Excerpt to read ▸
##############################
U.N. Forecasts 10.1 Billion People by Century’s End
By
JUSTIN GILLIS and
CELIA W. DUGGER
New York Times, 3 May 2011
The population of the world, long expected to
stabilize just above 9 billion in the middle of the century, will instead keep
growing and may hit 10.1 billion by the year 2100, the
United Nations projected in
a report released Tuesday.
Growth in Africa remains so high that the population there could more
than triple in this century, rising from today’s one billion to 3.6 billion,
the report said — a sobering forecast for a continent
already struggling
to provide food and water for its people.
The new report comes just ahead of
a demographic milestone, with the
world population expected to pass 7 billion in late October, only a dozen years
after it surpassed 6 billion. Demographers called the new projections a
reminder that a problem that helped define global politics in the 20th century,
the population explosion, is far from solved in the 21st.
“Every billion more people makes life more difficult for everybody
— it’s as simple as that,” said John Bongaarts, a demographer at the Population
Council, a research group in New York.
“Is it the end of the world? No.
Can we feed 10 billion people? Probably. But we obviously would be better off
with a smaller population.”
The projections were made by the
United Nations population division,
which has a track record of fairly accurate forecasts. In the new
report, the division raised its forecast for the year 2050, estimating that the
world would most likely have 9.3 billion people then, an increase of 156 million
over the previous estimate for that year, published in 2008.
Among the factors behind the upward revisions is that
fertility is not
declining as rapidly as expected in some poor countries, and has shown a slight
increase in many wealthier countries, including the United States, Britain and
Denmark.
The director of the United Nations population division, Hania Zlotnik, said the
world’s fastest-growing countries, and the wealthy Western nations that help
finance their development, face a choice about whether to renew their emphasis
on programs that encourage family planning.
Though they were a major focus of development policy in the 1970s and 1980s,
such programs have stagnated in many countries, caught up in ideological
battles over abortion, sex education and the role of women in society.
Conservatives have attacked such programs as
government meddling in
private decisions, and in some countries, Catholic groups fought
widespread availability of birth control. And some feminists called for less
focus on population control and more on empowering women.
Over the past decade, foreign aid to pay for contraceptives — $238 million in
2009 — has barely budged, according to United Nations estimates. The United
States has long been the biggest donor, but the
budget compromise in
Congress last month cut international family planning programs by 5 percent.
##############################
Extracted material ▸
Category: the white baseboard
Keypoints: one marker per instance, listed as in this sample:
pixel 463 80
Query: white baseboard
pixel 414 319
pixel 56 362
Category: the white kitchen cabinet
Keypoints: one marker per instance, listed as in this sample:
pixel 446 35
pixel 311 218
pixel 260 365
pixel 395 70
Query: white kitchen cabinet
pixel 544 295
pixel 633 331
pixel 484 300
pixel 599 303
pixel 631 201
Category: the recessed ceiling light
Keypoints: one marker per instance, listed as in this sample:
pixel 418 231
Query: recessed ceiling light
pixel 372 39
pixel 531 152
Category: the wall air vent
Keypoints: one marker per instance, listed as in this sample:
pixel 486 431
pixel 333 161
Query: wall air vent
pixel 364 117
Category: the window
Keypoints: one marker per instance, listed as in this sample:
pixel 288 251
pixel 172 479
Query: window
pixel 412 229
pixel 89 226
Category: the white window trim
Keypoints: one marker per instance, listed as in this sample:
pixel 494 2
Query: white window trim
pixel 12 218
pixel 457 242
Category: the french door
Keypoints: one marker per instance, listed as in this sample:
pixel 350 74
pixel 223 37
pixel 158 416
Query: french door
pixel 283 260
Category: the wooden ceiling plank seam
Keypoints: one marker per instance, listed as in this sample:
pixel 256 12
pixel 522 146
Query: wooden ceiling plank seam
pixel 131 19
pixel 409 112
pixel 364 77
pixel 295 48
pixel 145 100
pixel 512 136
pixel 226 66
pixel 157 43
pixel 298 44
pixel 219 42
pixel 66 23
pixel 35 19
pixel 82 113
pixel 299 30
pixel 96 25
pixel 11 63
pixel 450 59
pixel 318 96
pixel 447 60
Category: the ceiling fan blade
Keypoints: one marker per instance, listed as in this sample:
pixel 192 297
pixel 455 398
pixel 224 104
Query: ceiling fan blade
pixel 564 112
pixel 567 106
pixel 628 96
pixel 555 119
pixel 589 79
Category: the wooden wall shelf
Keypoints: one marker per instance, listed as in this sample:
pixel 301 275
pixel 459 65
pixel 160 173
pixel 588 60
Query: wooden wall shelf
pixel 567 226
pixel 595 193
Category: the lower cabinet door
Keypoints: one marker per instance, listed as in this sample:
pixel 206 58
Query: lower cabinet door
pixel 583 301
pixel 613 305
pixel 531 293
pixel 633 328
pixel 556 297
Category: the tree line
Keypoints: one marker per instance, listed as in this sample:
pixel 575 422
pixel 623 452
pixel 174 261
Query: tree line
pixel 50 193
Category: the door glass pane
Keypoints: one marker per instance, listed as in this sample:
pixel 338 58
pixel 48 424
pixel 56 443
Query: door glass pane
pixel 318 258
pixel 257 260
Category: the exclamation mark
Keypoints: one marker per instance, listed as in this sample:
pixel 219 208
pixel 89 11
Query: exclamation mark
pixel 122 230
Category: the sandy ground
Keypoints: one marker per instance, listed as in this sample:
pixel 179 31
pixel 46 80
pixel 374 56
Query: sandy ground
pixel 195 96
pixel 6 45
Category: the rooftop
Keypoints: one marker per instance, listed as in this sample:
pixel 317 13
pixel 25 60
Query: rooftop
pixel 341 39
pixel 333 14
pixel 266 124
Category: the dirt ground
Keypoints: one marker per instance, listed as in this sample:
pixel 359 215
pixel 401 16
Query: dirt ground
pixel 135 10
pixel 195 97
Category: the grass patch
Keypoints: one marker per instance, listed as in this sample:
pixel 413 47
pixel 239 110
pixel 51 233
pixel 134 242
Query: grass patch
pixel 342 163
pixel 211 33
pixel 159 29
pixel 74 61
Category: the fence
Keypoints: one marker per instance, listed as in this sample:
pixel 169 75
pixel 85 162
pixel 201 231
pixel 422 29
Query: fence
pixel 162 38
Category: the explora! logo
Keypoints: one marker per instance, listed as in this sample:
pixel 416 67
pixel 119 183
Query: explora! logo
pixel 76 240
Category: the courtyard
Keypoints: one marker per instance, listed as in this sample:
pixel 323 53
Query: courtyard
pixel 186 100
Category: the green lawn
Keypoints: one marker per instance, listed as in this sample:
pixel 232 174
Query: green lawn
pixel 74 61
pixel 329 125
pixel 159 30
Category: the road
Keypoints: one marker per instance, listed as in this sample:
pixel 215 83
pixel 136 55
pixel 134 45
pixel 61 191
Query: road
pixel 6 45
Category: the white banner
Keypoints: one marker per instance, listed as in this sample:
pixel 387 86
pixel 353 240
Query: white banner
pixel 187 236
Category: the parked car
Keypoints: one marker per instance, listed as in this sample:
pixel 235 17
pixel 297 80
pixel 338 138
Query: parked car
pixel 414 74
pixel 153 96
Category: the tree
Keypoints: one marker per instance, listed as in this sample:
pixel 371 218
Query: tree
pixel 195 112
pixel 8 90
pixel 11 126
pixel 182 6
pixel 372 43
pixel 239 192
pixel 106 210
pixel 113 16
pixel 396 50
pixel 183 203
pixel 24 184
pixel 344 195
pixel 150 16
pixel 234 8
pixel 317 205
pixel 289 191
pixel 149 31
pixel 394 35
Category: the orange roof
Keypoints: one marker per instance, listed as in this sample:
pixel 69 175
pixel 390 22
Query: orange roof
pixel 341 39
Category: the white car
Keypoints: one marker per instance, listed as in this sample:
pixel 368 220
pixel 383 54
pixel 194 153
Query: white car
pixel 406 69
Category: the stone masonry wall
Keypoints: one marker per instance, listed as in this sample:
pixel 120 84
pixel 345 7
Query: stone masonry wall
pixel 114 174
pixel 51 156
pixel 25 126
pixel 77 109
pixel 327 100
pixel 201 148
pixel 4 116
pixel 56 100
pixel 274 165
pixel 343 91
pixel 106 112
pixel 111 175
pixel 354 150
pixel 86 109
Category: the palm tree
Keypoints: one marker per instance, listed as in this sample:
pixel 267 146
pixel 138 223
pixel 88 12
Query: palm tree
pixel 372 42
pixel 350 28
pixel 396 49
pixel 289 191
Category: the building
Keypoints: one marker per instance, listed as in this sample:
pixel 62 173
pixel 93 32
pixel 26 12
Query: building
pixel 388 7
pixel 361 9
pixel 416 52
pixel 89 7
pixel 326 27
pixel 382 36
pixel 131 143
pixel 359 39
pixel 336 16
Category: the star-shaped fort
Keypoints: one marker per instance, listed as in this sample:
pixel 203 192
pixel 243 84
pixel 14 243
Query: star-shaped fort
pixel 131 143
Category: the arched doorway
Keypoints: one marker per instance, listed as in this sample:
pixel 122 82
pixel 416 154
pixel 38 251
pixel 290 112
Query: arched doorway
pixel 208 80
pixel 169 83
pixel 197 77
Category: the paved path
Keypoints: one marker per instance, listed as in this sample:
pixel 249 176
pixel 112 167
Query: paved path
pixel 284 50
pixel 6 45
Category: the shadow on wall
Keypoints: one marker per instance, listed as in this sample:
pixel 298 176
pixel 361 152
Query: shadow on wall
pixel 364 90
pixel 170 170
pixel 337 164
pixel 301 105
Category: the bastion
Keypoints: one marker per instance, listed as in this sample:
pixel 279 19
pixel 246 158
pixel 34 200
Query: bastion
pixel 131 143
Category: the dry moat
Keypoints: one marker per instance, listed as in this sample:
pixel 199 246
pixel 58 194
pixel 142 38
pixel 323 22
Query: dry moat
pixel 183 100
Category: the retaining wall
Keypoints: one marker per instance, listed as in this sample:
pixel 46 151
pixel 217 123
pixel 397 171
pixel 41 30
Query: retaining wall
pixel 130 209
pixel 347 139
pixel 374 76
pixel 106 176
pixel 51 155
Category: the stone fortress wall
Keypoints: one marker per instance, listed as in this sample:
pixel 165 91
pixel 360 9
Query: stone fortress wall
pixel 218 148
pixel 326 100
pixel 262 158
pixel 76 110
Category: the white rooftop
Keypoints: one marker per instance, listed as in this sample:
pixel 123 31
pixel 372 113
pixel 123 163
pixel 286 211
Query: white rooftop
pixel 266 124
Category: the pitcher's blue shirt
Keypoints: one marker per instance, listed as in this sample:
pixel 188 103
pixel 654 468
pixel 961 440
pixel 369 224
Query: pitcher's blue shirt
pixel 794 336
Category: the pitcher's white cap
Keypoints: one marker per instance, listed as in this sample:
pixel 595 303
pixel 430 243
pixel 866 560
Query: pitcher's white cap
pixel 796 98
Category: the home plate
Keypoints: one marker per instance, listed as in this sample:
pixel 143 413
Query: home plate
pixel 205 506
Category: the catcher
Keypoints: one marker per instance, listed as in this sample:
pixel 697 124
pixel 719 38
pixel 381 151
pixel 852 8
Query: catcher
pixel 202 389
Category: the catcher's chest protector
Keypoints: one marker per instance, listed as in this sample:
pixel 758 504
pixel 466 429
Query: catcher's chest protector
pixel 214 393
##############################
Exercises ▸
A) Answer these from the U.N. population article:
(i) When is the world population expected to pass 7 billion?
(ii) What world population does the report now estimate as most likely for 2050?
(iii) How much foreign aid went to pay for contraceptives in 2009?
B) Print the passage of the U.N. population article that begins at the words "The director of" and ends after the words "encourage family planning.".
C) Write what comes next in the U.N. population article, picking up after its last sentence.

Results in order ▸
A)
(i) In late October.
(ii) 9.3 billion people.
(iii) $238 million.

B)
The director of the United Nations population division, Hania Zlotnik, said the
world’s fastest-growing countries, and the wealthy Western nations that help
finance their development, face a choice about whether to renew their emphasis
on programs that encourage family planning.

C)
“The need has grown, but the availability of family planning services
has not,” said Rachel Nugent, an economist at the Center for Global
Development in Washington, a research group.
Dr. Zlotnik said in an interview that the revised numbers were based on new
forecasting methods and the latest demographic trends. But she cautioned that
any forecast looking 90 years into the future comes with many caveats.
That is particularly so for some fast-growing countries
whose populations are projected to skyrocket over the next century. For
instance, Yemen, a country whose population has quintupled since 1950, to 25
million, would see its numbers quadruple again, to 100 million, by century’s
end, if the projections prove accurate. Yemen already depends on
food imports
and faces
critical water shortages.
In
Nigeria, the most populous country in Africa, the report projects
that population will rise from today’s 162 million to 730 million by 2100.
Malawi, a country of 15 million today, could grow to 129 million, the report
projected.
The implicit, and possibly questionable, assumption behind
these numbers is that food and water
will be available for the
billions yet unborn, and that potential catastrophes including
climate change, wars or epidemics will not serve
as a brake on population growth. “It is quite possible for several of these
countries that are smallish and have fewer resources, these numbers are just not
sustainable,” Dr. Zlotnik said.
Well-designed programs can bring down growth rates even in the poorest
countries. Provided with information and voluntary access to birth-control
methods, women have chosen to have fewer children in societies as diverse as
Bangladesh, Iran, Mexico, Sri Lanka and Thailand.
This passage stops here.